**WHAT NEEDS TO BE DONE**
What do the lines say, reproduced word for word, from the first of the entries below through the line bearing "x=152, y=24"?
+ + + + + + +
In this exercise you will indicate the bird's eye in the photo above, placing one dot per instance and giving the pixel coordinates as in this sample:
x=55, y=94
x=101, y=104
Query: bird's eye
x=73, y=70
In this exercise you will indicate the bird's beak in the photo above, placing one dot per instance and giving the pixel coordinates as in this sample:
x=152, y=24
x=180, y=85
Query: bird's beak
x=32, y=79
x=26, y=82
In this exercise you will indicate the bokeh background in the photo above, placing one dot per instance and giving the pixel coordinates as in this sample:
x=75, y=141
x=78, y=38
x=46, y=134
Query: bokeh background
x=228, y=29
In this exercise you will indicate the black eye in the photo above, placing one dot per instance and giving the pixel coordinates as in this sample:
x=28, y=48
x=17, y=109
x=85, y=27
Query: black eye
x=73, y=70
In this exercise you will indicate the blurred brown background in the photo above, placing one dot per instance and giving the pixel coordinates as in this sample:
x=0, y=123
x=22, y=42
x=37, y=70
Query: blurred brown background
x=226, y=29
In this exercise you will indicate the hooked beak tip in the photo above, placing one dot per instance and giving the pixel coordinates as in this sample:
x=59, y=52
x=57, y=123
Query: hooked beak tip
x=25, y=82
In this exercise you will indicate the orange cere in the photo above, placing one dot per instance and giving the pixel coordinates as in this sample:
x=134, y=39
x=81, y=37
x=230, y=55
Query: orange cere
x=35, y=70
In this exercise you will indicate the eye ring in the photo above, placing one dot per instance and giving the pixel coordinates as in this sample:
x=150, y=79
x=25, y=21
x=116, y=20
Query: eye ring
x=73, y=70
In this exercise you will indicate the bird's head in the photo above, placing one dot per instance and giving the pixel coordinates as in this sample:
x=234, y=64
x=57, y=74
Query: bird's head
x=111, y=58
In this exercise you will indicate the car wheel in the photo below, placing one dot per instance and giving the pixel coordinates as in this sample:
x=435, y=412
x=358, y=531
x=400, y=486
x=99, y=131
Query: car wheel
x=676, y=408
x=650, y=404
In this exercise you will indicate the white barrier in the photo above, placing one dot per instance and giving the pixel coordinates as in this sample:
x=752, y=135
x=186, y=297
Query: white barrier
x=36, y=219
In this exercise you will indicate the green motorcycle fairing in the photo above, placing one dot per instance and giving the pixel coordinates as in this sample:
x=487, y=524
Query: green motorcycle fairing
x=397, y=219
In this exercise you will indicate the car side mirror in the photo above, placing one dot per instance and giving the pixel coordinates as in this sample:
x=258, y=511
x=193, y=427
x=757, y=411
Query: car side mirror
+ + + + + + +
**WRITTEN RESPONSE**
In this exercise you will indicate the bird's eye in the photo above, placing one dot per instance and giving the pixel coordinates as in this sample:
x=55, y=94
x=101, y=104
Query: bird's eye
x=73, y=70
In this exercise you will indicate the bird's beak in the photo above, placing one dot per instance and giving the pixel coordinates as in this sample:
x=152, y=24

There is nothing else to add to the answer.